--- Begin Supplied records ---

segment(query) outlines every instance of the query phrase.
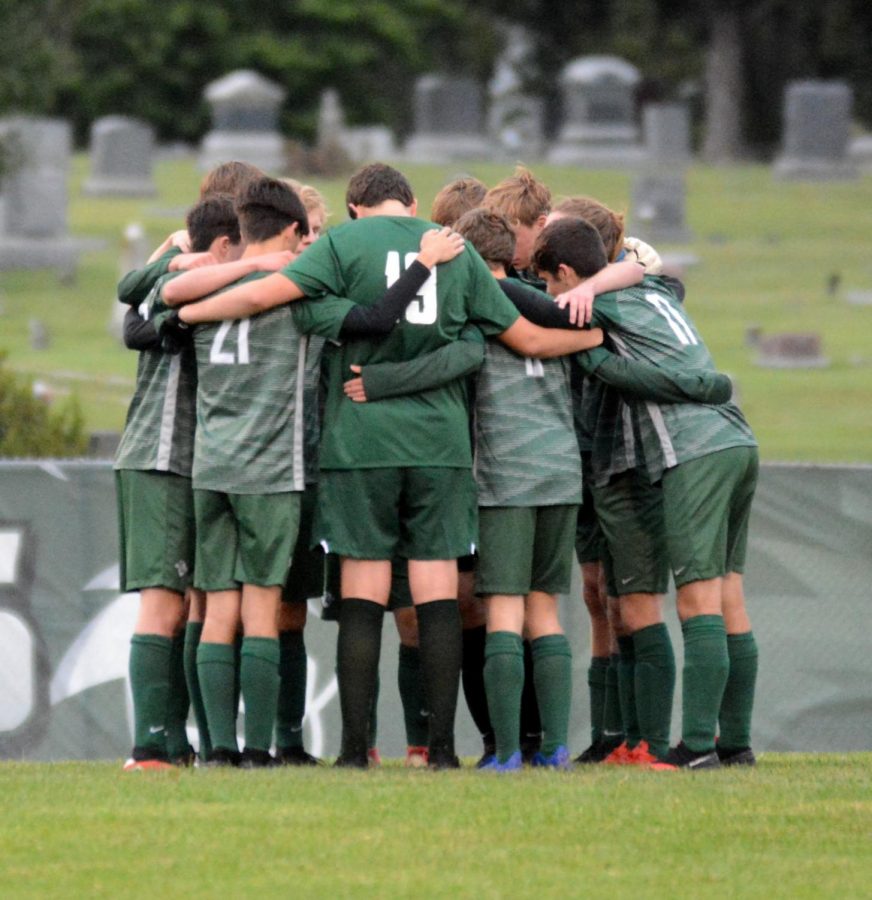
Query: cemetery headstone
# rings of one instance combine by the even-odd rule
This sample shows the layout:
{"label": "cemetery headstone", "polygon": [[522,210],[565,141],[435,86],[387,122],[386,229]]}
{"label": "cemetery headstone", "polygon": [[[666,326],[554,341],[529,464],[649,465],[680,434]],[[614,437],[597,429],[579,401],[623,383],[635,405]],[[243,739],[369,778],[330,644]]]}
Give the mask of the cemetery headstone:
{"label": "cemetery headstone", "polygon": [[843,81],[793,81],[784,94],[784,145],[775,161],[778,178],[856,178],[848,157],[851,88]]}
{"label": "cemetery headstone", "polygon": [[92,195],[151,197],[154,130],[128,116],[104,116],[91,126],[91,175],[83,191]]}
{"label": "cemetery headstone", "polygon": [[413,162],[486,159],[482,88],[472,78],[424,75],[415,84],[414,132],[403,149]]}
{"label": "cemetery headstone", "polygon": [[644,161],[636,121],[638,69],[615,56],[582,56],[560,76],[563,124],[548,161],[591,168]]}
{"label": "cemetery headstone", "polygon": [[283,87],[248,69],[207,85],[204,96],[212,109],[212,131],[200,145],[200,168],[240,160],[266,172],[283,172],[285,141],[278,122],[285,95]]}

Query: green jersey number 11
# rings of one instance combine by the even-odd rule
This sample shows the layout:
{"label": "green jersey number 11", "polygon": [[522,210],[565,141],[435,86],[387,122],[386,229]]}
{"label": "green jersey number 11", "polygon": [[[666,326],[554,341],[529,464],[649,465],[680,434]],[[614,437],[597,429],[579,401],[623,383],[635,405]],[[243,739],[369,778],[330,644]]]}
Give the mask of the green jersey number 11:
{"label": "green jersey number 11", "polygon": [[[418,256],[418,251],[407,253],[403,263],[408,268]],[[385,277],[390,287],[400,277],[400,254],[388,251],[385,263]],[[430,277],[421,285],[415,299],[406,307],[406,321],[411,325],[433,325],[436,322],[436,268],[430,270]]]}

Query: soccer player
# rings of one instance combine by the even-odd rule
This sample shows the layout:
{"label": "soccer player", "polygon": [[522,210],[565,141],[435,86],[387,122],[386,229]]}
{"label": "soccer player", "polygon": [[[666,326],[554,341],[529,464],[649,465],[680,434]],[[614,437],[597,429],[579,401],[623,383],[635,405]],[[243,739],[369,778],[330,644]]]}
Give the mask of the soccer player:
{"label": "soccer player", "polygon": [[[346,195],[359,221],[331,229],[283,273],[227,291],[180,311],[204,321],[248,314],[298,299],[346,293],[363,304],[393,282],[414,254],[427,223],[415,218],[406,179],[382,164],[355,175]],[[191,273],[193,274],[193,273]],[[226,283],[226,273],[199,270],[192,299]],[[193,287],[196,285],[196,287]],[[317,305],[317,304],[316,304]],[[422,668],[430,707],[430,765],[457,764],[453,719],[460,659],[455,559],[474,536],[466,409],[462,391],[446,386],[425,399],[394,398],[373,406],[343,403],[352,363],[411,358],[456,340],[467,321],[525,354],[553,356],[586,349],[598,332],[546,332],[519,319],[477,256],[462,254],[384,341],[351,342],[331,355],[321,455],[319,533],[343,556],[338,666],[343,709],[340,761],[366,765],[366,736],[380,646],[381,619],[394,555],[409,559],[418,607]],[[352,437],[354,436],[354,437]],[[402,510],[402,516],[398,516]]]}
{"label": "soccer player", "polygon": [[[566,220],[540,235],[534,261],[549,292],[559,294],[595,274],[605,252],[592,225]],[[658,279],[599,298],[594,321],[608,327],[618,350],[631,358],[667,369],[714,369],[687,313]],[[666,763],[718,767],[719,718],[722,734],[727,731],[725,762],[751,763],[757,654],[741,572],[757,478],[756,441],[734,403],[645,403],[634,404],[633,412],[645,472],[652,484],[662,483],[665,543],[684,638],[682,740]]]}
{"label": "soccer player", "polygon": [[[226,260],[242,252],[229,197],[211,197],[194,206],[187,231],[196,253]],[[165,274],[155,283],[145,302],[147,316],[160,312],[160,285],[172,277]],[[142,321],[138,314],[136,319]],[[143,329],[136,330],[141,342]],[[150,333],[154,335],[153,328]],[[128,339],[134,340],[129,333]],[[189,351],[168,355],[156,337],[150,340],[140,353],[136,388],[115,458],[121,587],[140,591],[129,663],[135,737],[126,769],[160,768],[189,749],[179,635],[194,567],[196,372]],[[201,731],[201,751],[207,747],[208,734]]]}

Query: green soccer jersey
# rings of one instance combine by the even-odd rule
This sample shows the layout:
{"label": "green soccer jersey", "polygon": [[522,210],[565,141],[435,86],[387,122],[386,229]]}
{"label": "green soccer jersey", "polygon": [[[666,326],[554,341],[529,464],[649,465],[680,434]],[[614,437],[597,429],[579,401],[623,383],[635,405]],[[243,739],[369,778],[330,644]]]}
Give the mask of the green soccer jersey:
{"label": "green soccer jersey", "polygon": [[[141,308],[146,318],[166,309],[160,301],[160,289],[175,274],[165,275],[153,286]],[[177,354],[143,350],[115,468],[172,472],[190,478],[196,397],[197,368],[192,348]]]}
{"label": "green soccer jersey", "polygon": [[[715,371],[687,313],[657,277],[648,276],[638,287],[598,297],[593,324],[608,333],[622,356],[672,371]],[[757,444],[735,403],[633,401],[630,408],[639,466],[652,482],[660,479],[664,469],[687,460]]]}
{"label": "green soccer jersey", "polygon": [[304,489],[307,340],[288,304],[197,326],[194,488],[229,494]]}
{"label": "green soccer jersey", "polygon": [[[424,231],[434,227],[410,216],[347,222],[332,228],[283,271],[309,297],[350,297],[371,306],[418,255]],[[305,331],[324,333],[315,321],[321,303],[310,305],[313,321],[302,326]],[[469,467],[462,384],[354,403],[343,394],[342,382],[352,376],[353,364],[403,362],[445,346],[460,337],[467,322],[494,335],[517,318],[517,310],[469,245],[456,259],[434,268],[390,335],[349,340],[329,354],[321,468]]]}
{"label": "green soccer jersey", "polygon": [[479,506],[581,503],[569,360],[527,359],[488,341],[475,388]]}

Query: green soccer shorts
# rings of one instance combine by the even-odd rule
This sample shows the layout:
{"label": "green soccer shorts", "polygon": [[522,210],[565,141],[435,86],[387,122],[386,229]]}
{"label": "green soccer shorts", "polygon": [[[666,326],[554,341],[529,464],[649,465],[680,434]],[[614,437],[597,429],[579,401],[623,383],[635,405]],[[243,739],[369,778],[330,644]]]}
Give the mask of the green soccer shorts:
{"label": "green soccer shorts", "polygon": [[121,589],[184,594],[194,573],[191,479],[172,472],[115,472]]}
{"label": "green soccer shorts", "polygon": [[483,506],[479,514],[477,594],[567,594],[577,504]]}
{"label": "green soccer shorts", "polygon": [[315,534],[352,559],[456,559],[477,534],[469,469],[336,469],[321,473]]}
{"label": "green soccer shorts", "polygon": [[291,569],[282,590],[285,603],[305,603],[324,594],[324,550],[312,546],[312,525],[318,498],[317,485],[310,484],[300,495],[300,527],[291,557]]}
{"label": "green soccer shorts", "polygon": [[197,567],[204,591],[283,586],[300,525],[300,492],[194,491]]}
{"label": "green soccer shorts", "polygon": [[756,447],[730,447],[663,473],[663,513],[677,587],[743,572],[757,488]]}
{"label": "green soccer shorts", "polygon": [[592,491],[608,546],[609,596],[666,593],[669,557],[659,485],[632,469],[613,475],[608,484],[594,486]]}

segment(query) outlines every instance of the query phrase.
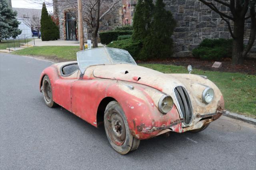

--- End Supplied records ---

Render the lines above as a numbered list, skipping blank lines and leaving out the pictures.

1. segment(query) outlines every instance of the query phrase.
2. Query: cemetery headstone
3. # rings of one instance combine by the even-odd rule
4. This sample shows the layout:
5. {"label": "cemetery headstone", "polygon": [[522,210],[565,141],[435,86],[387,122],[386,229]]}
6. {"label": "cemetery headstone", "polygon": [[[666,326],[554,341],[529,464],[649,465],[680,434]],[[614,437],[597,429],[579,401],[623,383],[635,405]],[[243,739],[369,778],[330,644]]]}
7. Give the mask of the cemetery headstone:
8. {"label": "cemetery headstone", "polygon": [[843,81],[793,81],[784,94],[784,145],[775,161],[778,178],[856,178],[848,157],[851,88]]}
9. {"label": "cemetery headstone", "polygon": [[92,195],[151,197],[154,130],[128,116],[104,116],[91,126],[91,175],[83,191]]}
10. {"label": "cemetery headstone", "polygon": [[413,162],[486,159],[482,88],[472,78],[424,75],[415,84],[414,132],[403,149]]}
11. {"label": "cemetery headstone", "polygon": [[644,161],[636,121],[638,69],[615,56],[582,56],[560,76],[563,124],[548,161],[591,168]]}
12. {"label": "cemetery headstone", "polygon": [[283,87],[248,69],[207,85],[204,96],[212,109],[212,131],[200,145],[200,168],[240,160],[266,172],[283,172],[285,141],[278,122],[285,95]]}
13. Query: green jersey number 11
14. # rings of one instance combine by the even-odd rule
15. This sample shows the layout:
16. {"label": "green jersey number 11", "polygon": [[522,210],[565,141],[435,86],[387,122],[386,229]]}
17. {"label": "green jersey number 11", "polygon": [[[666,326],[554,341],[529,464],[649,465],[680,434]],[[614,437],[597,429],[579,401],[623,383],[635,405]],[[243,739],[369,778],[330,644]]]}
18. Give the mask of the green jersey number 11:
19. {"label": "green jersey number 11", "polygon": [[[418,256],[418,251],[407,253],[403,263],[408,268]],[[385,277],[390,287],[400,277],[400,254],[388,251],[385,263]],[[430,277],[421,285],[415,299],[406,307],[406,321],[411,325],[433,325],[436,322],[436,268],[430,270]]]}
20. Query: soccer player
21. # rings of one instance combine by the even-odd rule
22. This sample shows the layout:
23. {"label": "soccer player", "polygon": [[522,210],[565,141],[435,86],[387,122],[386,229]]}
24. {"label": "soccer player", "polygon": [[[666,326],[554,341],[529,464],[649,465],[680,434]],[[614,437],[597,429],[579,401],[623,383],[635,405]],[[243,739],[369,778],[330,644]]]}
25. Give the mask of the soccer player:
26. {"label": "soccer player", "polygon": [[[346,195],[359,221],[331,229],[283,273],[227,291],[180,311],[204,321],[248,314],[298,299],[346,293],[363,304],[393,282],[414,254],[427,223],[415,218],[406,179],[382,164],[355,175]],[[191,273],[193,274],[193,273]],[[226,283],[226,273],[199,270],[192,299]],[[193,287],[196,285],[196,287]],[[317,305],[317,304],[316,304]],[[422,668],[430,707],[430,765],[457,764],[453,719],[460,659],[455,559],[474,536],[466,409],[462,391],[446,386],[425,399],[394,398],[373,406],[343,403],[352,363],[411,358],[456,340],[467,321],[525,354],[553,356],[586,349],[598,332],[546,332],[519,319],[477,256],[462,254],[384,341],[351,342],[331,355],[321,455],[319,533],[343,556],[338,666],[343,709],[340,761],[366,765],[366,736],[380,646],[381,619],[394,555],[409,559],[418,607]],[[352,437],[354,436],[354,437]],[[402,510],[402,516],[398,516]]]}
27. {"label": "soccer player", "polygon": [[[566,220],[540,235],[534,261],[549,292],[559,294],[595,274],[605,252],[592,225]],[[658,279],[599,298],[594,321],[608,327],[618,350],[631,358],[667,369],[714,369],[687,313]],[[666,763],[718,767],[719,718],[722,734],[727,731],[725,762],[751,763],[757,654],[741,572],[757,478],[756,441],[734,403],[645,403],[634,404],[633,412],[645,472],[652,484],[662,483],[665,543],[684,638],[682,740]]]}
28. {"label": "soccer player", "polygon": [[[226,260],[242,252],[229,197],[211,197],[194,206],[187,231],[196,253]],[[165,274],[155,283],[145,302],[147,316],[160,312],[160,285],[172,277]],[[142,321],[138,314],[136,319]],[[143,329],[136,330],[141,342]],[[150,333],[154,335],[153,328]],[[128,339],[134,340],[129,333]],[[189,351],[168,355],[156,337],[150,340],[140,353],[136,388],[115,458],[121,587],[140,591],[129,663],[135,737],[126,769],[160,768],[189,749],[179,635],[194,567],[196,372]],[[201,731],[201,751],[207,747],[208,734]]]}
29. Query: green soccer jersey
30. # rings of one instance combine by the even-odd rule
31. This sample shows the layout:
32. {"label": "green soccer jersey", "polygon": [[522,210],[565,141],[435,86],[387,122],[386,229]]}
33. {"label": "green soccer jersey", "polygon": [[[666,326],[554,341],[529,464],[649,465],[680,434]],[[614,437],[597,429],[579,401],[623,383],[635,405]],[[243,739],[369,778],[330,644]]]}
34. Give the mask of the green soccer jersey:
35. {"label": "green soccer jersey", "polygon": [[[141,308],[146,318],[166,309],[160,301],[160,289],[175,274],[165,275],[153,286]],[[177,354],[143,350],[115,468],[172,472],[190,478],[196,397],[197,368],[192,348]]]}
36. {"label": "green soccer jersey", "polygon": [[[715,371],[687,313],[657,277],[648,276],[638,287],[598,297],[593,324],[608,333],[622,356],[672,371]],[[757,444],[735,403],[633,401],[630,408],[639,466],[652,482],[660,479],[664,469],[687,460]]]}
37. {"label": "green soccer jersey", "polygon": [[304,489],[307,340],[288,304],[197,326],[194,488],[229,494]]}
38. {"label": "green soccer jersey", "polygon": [[[424,231],[434,227],[410,216],[347,222],[332,228],[283,271],[309,297],[350,297],[371,306],[418,255]],[[305,331],[324,333],[315,321],[321,303],[310,305],[313,321],[302,326]],[[469,467],[462,384],[354,403],[343,394],[342,382],[352,376],[353,364],[403,362],[445,346],[460,337],[467,322],[494,335],[517,318],[517,310],[469,245],[456,259],[434,268],[390,335],[349,340],[329,354],[321,468]]]}
39. {"label": "green soccer jersey", "polygon": [[479,506],[581,503],[569,360],[527,359],[488,341],[475,388]]}
40. Query: green soccer shorts
41. # rings of one instance combine by the even-odd rule
42. This sample shows the layout:
43. {"label": "green soccer shorts", "polygon": [[522,210],[565,141],[435,86],[387,122],[386,229]]}
44. {"label": "green soccer shorts", "polygon": [[[666,326],[554,341],[529,464],[649,465],[680,434]],[[614,437],[597,429],[579,401],[623,383],[635,405]],[[243,739],[369,778],[330,644]]]}
45. Give the mask of the green soccer shorts:
46. {"label": "green soccer shorts", "polygon": [[121,589],[184,594],[194,573],[191,479],[172,472],[115,472]]}
47. {"label": "green soccer shorts", "polygon": [[483,506],[479,514],[477,594],[567,594],[577,504]]}
48. {"label": "green soccer shorts", "polygon": [[315,534],[352,559],[456,559],[477,534],[469,469],[336,469],[321,473]]}
49. {"label": "green soccer shorts", "polygon": [[291,569],[282,590],[285,603],[305,603],[324,594],[324,550],[312,546],[312,525],[318,498],[317,485],[310,484],[300,495],[300,527],[291,557]]}
50. {"label": "green soccer shorts", "polygon": [[197,567],[204,591],[283,586],[300,525],[300,492],[194,491]]}
51. {"label": "green soccer shorts", "polygon": [[756,447],[730,447],[663,473],[663,513],[677,587],[743,572],[757,488]]}
52. {"label": "green soccer shorts", "polygon": [[592,491],[608,546],[609,596],[666,593],[669,557],[659,485],[632,469],[613,475],[608,484],[594,486]]}
53. segment(query) outlines every instance of the query phrase.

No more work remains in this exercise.